* _Required work_:
Starting with the line that contains "Check that each instance of the woman in", copy every line through the end of the data below, exactly and with nothing added.

>> Start Material to process

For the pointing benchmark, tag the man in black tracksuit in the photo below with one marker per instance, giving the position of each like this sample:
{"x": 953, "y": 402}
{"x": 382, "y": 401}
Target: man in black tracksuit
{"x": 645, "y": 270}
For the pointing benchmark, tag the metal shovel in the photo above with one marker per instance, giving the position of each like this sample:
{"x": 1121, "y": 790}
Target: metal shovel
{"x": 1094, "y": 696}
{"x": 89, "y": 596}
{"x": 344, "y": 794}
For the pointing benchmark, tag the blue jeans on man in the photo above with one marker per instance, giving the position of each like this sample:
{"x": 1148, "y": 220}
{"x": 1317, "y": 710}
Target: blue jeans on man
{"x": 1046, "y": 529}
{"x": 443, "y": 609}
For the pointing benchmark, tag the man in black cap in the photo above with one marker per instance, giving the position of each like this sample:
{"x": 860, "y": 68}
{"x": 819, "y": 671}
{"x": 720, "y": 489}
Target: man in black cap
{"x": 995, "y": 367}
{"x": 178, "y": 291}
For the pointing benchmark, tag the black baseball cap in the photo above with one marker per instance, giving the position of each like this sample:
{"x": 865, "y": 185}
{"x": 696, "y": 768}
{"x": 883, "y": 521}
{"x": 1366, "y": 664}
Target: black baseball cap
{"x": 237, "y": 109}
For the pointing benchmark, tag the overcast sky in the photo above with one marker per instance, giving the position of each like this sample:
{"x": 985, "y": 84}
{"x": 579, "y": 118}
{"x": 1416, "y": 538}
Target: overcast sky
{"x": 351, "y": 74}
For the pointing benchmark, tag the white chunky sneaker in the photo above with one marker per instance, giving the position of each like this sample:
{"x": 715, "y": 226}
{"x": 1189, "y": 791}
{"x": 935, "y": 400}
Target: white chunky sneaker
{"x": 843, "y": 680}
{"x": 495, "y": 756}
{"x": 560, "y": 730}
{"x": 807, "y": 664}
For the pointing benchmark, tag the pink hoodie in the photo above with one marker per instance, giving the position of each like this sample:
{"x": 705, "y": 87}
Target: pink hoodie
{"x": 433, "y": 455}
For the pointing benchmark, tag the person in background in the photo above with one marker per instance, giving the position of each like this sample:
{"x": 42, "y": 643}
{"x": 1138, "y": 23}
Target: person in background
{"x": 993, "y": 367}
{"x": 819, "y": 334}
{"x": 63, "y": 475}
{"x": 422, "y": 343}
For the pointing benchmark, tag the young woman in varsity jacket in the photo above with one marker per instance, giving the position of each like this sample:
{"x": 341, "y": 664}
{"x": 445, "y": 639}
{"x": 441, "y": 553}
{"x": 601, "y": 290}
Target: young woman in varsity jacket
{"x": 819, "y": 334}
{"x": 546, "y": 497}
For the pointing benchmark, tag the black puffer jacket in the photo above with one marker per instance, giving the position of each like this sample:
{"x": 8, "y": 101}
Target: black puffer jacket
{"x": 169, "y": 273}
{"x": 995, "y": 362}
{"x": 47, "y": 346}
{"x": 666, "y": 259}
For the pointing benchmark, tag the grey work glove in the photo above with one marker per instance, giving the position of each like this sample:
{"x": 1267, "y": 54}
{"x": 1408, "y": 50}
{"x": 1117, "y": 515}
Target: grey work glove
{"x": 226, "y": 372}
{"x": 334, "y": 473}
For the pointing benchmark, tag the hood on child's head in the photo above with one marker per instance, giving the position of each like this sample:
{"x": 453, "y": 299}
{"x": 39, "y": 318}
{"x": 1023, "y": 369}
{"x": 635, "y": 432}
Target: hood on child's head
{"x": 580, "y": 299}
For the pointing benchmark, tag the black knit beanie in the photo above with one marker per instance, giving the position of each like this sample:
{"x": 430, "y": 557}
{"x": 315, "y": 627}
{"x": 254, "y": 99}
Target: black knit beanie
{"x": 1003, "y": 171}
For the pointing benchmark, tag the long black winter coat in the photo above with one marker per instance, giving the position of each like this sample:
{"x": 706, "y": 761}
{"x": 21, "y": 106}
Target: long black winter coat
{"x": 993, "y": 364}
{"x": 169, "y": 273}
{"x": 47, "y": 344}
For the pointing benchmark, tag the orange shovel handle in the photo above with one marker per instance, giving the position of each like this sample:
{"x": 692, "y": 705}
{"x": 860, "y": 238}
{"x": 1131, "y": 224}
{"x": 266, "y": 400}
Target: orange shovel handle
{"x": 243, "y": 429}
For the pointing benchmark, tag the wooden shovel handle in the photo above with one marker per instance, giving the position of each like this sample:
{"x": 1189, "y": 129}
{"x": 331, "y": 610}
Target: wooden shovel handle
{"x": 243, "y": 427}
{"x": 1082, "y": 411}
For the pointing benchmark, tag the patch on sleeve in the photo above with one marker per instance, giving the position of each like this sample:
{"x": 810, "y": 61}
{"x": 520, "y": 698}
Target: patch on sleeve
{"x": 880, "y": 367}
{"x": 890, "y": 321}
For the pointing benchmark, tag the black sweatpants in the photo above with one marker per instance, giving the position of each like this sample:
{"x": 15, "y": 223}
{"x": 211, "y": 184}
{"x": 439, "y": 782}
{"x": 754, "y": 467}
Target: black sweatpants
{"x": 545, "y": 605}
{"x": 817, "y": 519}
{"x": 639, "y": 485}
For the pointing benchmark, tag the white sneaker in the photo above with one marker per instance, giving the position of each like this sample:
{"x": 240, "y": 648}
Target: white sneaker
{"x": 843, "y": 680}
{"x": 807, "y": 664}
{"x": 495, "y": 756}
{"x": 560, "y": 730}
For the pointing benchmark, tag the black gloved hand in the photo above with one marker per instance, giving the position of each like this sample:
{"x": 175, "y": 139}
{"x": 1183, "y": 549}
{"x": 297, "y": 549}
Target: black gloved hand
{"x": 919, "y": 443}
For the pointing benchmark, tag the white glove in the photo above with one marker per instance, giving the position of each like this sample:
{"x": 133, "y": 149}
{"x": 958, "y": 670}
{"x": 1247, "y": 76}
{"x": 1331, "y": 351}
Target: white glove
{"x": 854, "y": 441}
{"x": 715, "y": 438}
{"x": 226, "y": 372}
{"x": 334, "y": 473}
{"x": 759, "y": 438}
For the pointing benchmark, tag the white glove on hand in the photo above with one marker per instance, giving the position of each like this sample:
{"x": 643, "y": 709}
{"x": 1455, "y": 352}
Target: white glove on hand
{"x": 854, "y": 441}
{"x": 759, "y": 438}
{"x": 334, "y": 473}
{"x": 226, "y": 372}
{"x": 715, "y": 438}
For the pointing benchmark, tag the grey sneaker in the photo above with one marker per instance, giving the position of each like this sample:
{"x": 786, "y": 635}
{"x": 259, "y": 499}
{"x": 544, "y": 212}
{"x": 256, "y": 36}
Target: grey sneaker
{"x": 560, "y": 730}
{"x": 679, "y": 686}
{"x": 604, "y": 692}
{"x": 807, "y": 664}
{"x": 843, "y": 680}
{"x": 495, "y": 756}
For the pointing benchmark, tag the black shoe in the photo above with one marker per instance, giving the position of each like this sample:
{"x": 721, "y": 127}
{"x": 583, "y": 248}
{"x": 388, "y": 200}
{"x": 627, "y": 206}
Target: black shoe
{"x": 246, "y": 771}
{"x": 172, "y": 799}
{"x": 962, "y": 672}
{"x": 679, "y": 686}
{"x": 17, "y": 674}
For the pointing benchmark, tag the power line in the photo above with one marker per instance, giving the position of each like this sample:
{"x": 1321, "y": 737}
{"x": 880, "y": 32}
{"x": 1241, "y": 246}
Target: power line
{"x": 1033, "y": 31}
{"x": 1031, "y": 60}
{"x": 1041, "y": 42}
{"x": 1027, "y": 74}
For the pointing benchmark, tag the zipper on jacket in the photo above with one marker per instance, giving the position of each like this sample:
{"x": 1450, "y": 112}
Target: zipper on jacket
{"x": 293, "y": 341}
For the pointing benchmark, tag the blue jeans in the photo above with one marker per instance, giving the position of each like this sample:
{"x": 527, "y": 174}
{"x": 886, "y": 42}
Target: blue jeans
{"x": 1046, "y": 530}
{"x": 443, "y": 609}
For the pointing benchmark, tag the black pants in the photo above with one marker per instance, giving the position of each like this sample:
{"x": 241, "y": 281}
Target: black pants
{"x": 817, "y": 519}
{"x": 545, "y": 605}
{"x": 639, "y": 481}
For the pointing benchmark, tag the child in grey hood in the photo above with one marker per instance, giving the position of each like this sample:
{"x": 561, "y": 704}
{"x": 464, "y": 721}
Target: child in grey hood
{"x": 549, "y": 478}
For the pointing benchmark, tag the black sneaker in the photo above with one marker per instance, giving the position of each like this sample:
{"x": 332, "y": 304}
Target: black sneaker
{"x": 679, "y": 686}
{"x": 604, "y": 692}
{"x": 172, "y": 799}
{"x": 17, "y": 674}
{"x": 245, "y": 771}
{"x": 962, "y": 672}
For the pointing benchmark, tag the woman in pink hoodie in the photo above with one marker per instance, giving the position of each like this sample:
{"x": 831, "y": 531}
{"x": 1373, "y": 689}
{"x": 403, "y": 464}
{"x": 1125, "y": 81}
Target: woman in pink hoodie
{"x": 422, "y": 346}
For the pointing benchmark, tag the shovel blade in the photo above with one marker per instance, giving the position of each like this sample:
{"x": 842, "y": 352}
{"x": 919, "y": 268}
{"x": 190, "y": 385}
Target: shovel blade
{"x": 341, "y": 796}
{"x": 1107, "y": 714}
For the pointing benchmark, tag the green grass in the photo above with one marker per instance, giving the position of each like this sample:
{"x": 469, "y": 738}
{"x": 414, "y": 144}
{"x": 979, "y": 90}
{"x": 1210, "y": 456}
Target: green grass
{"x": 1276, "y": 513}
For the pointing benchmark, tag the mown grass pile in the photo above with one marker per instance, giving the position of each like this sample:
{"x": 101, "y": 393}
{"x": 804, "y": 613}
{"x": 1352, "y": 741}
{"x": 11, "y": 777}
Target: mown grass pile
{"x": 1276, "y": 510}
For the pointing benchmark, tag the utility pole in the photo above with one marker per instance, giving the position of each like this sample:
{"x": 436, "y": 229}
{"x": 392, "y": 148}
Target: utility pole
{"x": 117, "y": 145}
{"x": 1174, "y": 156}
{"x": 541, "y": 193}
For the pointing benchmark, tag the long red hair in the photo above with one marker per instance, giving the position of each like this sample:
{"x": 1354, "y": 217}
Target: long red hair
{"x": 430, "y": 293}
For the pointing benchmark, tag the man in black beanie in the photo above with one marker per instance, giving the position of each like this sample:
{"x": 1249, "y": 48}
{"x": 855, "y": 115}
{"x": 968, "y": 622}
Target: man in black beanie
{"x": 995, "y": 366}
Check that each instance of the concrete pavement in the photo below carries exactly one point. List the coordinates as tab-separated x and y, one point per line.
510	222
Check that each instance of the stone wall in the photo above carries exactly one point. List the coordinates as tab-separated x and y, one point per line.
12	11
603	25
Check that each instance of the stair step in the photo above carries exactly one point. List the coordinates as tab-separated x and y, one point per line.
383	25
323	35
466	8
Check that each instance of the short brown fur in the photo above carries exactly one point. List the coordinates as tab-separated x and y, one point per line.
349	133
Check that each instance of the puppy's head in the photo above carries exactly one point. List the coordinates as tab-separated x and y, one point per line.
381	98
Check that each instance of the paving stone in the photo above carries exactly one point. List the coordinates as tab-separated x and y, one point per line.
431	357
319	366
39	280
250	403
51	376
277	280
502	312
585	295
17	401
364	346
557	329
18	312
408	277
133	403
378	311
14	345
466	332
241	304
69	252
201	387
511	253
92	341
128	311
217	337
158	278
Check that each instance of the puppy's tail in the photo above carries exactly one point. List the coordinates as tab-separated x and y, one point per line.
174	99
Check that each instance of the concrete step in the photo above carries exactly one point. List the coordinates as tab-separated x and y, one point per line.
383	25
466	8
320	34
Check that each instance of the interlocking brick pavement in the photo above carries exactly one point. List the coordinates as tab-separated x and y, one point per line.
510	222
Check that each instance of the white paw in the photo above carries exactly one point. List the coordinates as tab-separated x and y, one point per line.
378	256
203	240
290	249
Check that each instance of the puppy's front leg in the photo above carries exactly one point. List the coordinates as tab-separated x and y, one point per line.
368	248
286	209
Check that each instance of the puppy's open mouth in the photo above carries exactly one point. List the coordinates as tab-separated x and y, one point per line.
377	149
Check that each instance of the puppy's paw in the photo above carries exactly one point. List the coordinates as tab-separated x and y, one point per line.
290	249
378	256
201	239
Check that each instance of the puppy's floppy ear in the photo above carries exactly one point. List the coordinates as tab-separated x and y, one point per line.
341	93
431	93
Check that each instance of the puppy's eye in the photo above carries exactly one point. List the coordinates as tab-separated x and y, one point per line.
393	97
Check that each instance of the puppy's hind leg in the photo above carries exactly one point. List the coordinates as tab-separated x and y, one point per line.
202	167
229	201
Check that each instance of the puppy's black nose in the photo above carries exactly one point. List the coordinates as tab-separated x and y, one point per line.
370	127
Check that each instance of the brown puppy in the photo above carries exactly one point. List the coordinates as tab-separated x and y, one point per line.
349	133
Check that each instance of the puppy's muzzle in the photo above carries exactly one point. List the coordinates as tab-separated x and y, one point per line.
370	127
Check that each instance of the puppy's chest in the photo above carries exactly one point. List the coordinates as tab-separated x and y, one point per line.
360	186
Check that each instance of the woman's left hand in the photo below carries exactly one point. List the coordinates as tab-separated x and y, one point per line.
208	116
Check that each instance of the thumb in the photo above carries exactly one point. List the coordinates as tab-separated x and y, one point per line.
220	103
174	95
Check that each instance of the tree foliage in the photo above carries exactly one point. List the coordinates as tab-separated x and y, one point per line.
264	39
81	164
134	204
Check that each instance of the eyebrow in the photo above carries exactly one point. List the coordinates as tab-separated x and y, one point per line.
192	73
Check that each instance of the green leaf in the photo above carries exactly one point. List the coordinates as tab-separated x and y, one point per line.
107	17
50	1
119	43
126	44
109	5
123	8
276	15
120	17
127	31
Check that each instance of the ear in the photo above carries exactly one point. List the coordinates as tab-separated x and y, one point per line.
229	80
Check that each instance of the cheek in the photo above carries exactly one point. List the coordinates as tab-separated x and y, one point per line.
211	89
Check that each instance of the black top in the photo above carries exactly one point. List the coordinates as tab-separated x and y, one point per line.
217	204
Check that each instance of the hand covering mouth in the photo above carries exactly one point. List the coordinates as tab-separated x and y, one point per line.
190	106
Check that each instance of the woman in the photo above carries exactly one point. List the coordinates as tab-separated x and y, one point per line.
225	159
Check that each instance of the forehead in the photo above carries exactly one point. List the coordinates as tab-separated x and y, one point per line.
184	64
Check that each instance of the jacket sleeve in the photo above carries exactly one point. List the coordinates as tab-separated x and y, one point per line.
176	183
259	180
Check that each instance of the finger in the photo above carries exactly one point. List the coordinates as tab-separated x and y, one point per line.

>> End Material to process

* _Result of this exercise_:
Check that each instance of the woman in the photo above carries exactly one point. List the coordinates as tab-separated x and y, one point per line.
225	159
Check that each instance of the forehead in the photo above carries exactly one point. List the coordinates as tab-separated x and y, one point per line.
184	64
Check that each instance of the jacket sleeve in the photo above carries exactly one point. List the coordinates as tab-separated x and y, one point per line.
176	183
259	180
Check that each instance of the finger in the photo above carries exactly one point. List the coordinates as tab-separated x and y, one point per line.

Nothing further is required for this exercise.